Exercise instructions: Identify each line of the listing below that contains the string "wispy" and copy those lines out.

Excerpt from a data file
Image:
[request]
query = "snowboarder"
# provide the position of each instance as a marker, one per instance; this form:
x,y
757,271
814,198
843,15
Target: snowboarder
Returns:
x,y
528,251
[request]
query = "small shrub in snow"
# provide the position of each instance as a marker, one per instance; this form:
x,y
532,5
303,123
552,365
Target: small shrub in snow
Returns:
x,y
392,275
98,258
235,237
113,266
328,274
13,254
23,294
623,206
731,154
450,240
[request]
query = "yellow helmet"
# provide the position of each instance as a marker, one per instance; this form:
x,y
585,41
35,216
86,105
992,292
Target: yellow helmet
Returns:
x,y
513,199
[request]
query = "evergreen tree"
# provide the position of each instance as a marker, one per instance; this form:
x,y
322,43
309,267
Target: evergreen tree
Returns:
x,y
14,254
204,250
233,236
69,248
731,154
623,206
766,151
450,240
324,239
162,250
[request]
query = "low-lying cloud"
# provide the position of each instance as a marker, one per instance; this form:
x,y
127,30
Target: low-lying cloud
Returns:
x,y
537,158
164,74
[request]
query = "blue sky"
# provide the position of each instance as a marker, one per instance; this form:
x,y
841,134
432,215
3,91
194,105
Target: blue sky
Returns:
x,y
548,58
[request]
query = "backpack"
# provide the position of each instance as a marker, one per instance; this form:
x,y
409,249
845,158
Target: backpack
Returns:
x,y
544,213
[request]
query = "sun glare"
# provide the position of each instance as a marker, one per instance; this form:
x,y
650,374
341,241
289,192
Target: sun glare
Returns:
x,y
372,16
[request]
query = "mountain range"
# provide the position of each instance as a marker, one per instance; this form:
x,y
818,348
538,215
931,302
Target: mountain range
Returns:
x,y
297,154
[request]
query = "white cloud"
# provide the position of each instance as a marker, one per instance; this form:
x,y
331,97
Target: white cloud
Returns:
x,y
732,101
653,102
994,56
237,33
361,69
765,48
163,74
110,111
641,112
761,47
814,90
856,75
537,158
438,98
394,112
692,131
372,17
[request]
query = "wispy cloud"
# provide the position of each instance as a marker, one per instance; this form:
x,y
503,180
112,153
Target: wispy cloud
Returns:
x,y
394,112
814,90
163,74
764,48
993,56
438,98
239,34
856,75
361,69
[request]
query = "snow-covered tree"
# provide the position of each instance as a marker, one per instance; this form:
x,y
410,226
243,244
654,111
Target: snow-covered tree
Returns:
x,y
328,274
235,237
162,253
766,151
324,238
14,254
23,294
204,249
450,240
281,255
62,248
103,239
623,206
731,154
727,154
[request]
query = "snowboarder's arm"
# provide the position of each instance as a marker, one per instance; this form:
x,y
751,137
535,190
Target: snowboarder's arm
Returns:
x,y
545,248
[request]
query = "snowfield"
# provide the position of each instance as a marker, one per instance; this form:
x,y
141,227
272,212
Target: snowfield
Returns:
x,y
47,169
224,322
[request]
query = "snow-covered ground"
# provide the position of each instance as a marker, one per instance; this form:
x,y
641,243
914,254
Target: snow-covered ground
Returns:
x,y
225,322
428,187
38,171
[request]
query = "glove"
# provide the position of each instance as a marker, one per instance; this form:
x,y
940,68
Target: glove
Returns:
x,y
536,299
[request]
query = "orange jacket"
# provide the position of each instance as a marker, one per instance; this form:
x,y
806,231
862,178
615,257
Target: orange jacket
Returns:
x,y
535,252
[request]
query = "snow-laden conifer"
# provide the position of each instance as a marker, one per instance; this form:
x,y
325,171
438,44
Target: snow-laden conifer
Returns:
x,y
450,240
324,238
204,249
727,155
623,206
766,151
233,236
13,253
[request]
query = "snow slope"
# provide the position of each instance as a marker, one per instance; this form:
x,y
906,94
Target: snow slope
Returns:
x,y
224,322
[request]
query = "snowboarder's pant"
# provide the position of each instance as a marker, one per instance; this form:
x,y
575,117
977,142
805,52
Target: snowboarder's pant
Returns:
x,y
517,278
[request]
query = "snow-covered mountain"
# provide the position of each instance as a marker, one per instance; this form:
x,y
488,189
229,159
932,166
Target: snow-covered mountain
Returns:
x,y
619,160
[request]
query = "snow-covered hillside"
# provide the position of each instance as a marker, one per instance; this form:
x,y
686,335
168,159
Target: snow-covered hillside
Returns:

The response:
query = "wispy cloud"
Target: wispy cloud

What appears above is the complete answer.